Written exercise: Could you return each line from the one bearing "Return one point per instance of the overcast cloud" through the last line of the entries, exactly as it stands, with no pictures?

Stored data:
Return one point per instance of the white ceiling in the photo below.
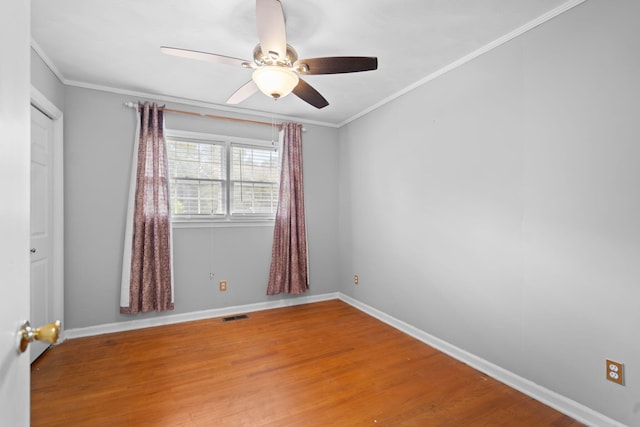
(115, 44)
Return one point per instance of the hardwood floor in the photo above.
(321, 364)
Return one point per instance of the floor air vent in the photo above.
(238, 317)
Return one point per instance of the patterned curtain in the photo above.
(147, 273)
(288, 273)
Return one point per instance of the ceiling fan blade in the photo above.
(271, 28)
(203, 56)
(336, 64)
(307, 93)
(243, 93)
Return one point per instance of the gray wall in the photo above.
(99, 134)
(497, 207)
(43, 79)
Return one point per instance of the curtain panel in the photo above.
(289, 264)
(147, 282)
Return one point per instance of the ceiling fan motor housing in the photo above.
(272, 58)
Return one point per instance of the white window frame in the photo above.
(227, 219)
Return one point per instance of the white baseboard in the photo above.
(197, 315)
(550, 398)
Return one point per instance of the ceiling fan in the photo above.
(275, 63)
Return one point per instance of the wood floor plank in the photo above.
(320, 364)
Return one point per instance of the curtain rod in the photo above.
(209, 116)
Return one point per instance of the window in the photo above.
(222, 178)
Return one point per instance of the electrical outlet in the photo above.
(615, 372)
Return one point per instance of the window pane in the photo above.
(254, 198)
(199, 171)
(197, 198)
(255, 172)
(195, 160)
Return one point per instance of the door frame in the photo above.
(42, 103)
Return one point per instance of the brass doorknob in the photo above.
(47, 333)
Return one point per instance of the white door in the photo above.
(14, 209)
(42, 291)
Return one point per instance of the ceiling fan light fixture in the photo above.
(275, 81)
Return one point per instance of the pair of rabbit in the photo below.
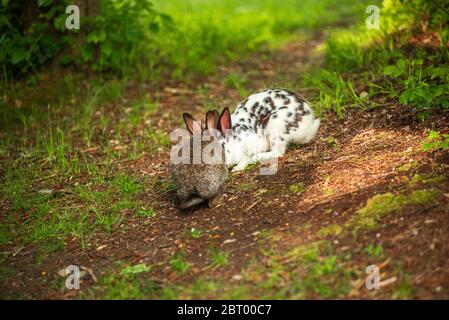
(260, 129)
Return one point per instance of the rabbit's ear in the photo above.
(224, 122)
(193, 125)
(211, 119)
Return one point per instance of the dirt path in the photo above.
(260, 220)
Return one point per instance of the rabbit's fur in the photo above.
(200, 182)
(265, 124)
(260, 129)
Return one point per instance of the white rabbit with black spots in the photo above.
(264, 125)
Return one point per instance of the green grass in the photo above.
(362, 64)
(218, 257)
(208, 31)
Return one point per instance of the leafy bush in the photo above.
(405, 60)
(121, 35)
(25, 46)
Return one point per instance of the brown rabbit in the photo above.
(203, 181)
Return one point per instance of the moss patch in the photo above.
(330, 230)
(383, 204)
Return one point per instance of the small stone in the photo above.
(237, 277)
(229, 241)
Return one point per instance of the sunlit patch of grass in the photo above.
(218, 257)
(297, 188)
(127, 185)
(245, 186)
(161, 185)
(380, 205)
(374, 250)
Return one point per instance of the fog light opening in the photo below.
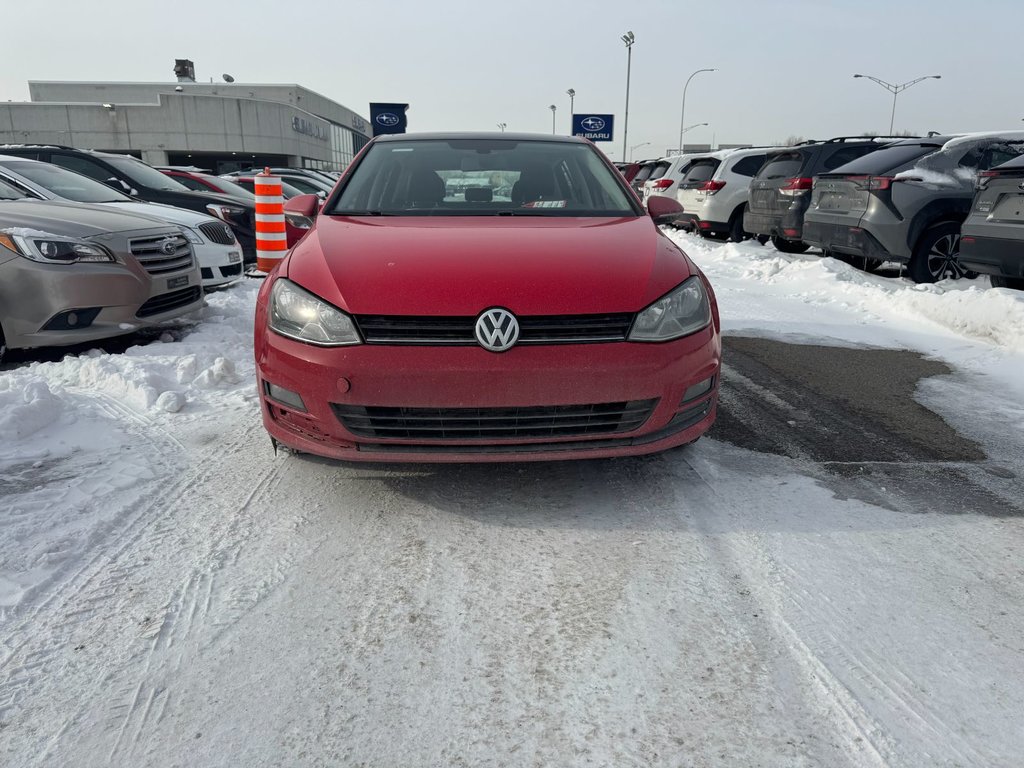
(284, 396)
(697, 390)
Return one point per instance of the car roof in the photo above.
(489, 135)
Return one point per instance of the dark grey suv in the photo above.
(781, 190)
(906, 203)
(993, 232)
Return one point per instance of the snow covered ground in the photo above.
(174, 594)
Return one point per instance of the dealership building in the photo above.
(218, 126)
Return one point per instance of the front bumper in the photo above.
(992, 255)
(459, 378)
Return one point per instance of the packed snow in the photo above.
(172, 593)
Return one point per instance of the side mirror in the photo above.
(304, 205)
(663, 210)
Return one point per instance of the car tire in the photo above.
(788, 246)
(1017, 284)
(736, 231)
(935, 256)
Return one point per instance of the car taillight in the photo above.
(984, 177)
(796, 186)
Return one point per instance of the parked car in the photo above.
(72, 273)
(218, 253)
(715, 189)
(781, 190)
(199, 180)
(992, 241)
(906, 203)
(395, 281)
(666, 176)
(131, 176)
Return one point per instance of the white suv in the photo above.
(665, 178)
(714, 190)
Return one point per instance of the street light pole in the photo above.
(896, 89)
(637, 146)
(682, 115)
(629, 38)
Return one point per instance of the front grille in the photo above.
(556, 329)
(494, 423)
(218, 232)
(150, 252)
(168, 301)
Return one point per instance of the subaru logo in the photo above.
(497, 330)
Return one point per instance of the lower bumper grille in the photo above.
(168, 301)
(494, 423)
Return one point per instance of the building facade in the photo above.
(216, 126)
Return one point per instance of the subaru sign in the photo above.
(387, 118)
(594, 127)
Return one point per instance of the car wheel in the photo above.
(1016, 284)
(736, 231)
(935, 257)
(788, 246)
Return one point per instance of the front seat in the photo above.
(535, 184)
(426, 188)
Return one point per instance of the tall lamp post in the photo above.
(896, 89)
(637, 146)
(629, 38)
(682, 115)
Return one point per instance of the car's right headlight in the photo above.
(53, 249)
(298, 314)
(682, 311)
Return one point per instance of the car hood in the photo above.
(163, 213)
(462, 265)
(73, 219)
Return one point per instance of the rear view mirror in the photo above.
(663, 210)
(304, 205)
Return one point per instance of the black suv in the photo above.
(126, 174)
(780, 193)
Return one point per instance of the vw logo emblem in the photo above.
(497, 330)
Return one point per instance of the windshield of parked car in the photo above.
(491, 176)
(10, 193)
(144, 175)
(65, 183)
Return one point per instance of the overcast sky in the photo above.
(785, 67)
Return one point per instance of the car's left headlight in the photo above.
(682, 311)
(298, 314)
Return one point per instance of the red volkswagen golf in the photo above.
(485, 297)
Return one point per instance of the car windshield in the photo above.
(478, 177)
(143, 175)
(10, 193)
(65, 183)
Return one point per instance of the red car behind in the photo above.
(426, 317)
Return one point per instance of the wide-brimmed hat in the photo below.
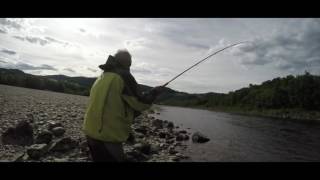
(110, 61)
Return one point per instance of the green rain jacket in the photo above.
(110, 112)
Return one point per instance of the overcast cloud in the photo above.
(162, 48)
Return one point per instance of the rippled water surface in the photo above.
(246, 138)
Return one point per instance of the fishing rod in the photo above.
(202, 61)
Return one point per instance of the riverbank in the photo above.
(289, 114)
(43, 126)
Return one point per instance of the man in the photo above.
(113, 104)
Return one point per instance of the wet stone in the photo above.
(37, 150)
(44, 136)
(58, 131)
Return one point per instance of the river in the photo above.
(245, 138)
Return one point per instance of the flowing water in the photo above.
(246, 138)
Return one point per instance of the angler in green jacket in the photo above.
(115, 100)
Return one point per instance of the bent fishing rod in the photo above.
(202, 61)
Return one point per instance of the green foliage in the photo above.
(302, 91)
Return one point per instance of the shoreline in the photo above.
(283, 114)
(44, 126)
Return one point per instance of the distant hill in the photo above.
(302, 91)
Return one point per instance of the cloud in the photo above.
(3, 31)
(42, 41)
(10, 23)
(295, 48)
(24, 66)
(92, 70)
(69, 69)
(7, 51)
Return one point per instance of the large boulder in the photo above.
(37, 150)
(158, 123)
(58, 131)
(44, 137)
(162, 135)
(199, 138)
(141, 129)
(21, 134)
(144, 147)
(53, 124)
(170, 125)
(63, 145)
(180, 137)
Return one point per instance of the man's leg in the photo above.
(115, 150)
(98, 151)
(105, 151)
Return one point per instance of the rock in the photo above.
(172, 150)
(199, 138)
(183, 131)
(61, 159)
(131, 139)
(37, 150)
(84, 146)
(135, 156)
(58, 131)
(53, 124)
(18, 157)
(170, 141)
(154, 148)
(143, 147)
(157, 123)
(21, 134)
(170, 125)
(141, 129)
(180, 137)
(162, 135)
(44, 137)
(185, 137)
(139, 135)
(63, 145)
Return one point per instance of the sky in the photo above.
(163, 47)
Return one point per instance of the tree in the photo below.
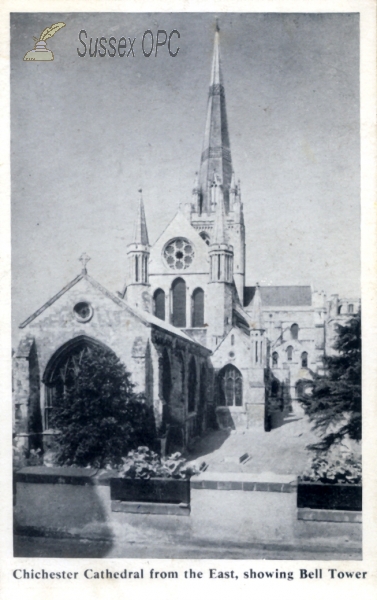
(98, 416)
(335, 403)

The response:
Return one point per instance of the overcast cloud in the photo above.
(162, 48)
Return one point per instance of the rippled water surface in the photo above.
(246, 138)
Return one point per instance of the fishing rod in the photo above.
(202, 61)
Return one point per instance of the riverbank in the photo above.
(289, 114)
(43, 126)
Return one point per instance of the man in the photo above.
(113, 104)
Return one point per instance of the wet stone in the photo above.
(37, 150)
(44, 136)
(58, 131)
Return one point per instance of the river in the photo above.
(245, 138)
Return one point per instance of the flowing water in the photo above.
(246, 138)
Return one point per instance of the angler in green jacket in the photo above.
(115, 100)
Return one point per instance of the bent fishing rod in the photo above.
(202, 61)
Return one point per instance of the green foliage in the photo above.
(302, 91)
Return one point per instance of the shoreline in the photo above.
(283, 114)
(44, 126)
Return one point per instance of the distant hill in the photo above.
(302, 91)
Return one point per instance of the cloud in the photo above.
(3, 31)
(42, 41)
(10, 23)
(295, 48)
(24, 66)
(92, 70)
(69, 69)
(7, 51)
Return one point per instance of the large boulder in the photo above.
(37, 150)
(158, 123)
(58, 131)
(44, 137)
(162, 135)
(199, 138)
(141, 129)
(21, 134)
(144, 147)
(53, 124)
(170, 125)
(63, 145)
(180, 137)
Return one point per instance of the man's leg in the photo above.
(115, 150)
(98, 151)
(105, 151)
Return one point per instance of the rock in the photo above.
(172, 150)
(199, 138)
(183, 131)
(61, 159)
(131, 139)
(37, 150)
(84, 146)
(135, 156)
(58, 131)
(53, 124)
(18, 157)
(170, 141)
(154, 148)
(143, 147)
(157, 123)
(21, 134)
(170, 125)
(141, 129)
(180, 137)
(162, 135)
(44, 137)
(185, 137)
(139, 135)
(63, 145)
Return one point per instance of the sky in the photo above.
(163, 47)
Return one point per instance of the tree in the photo below.
(98, 416)
(335, 403)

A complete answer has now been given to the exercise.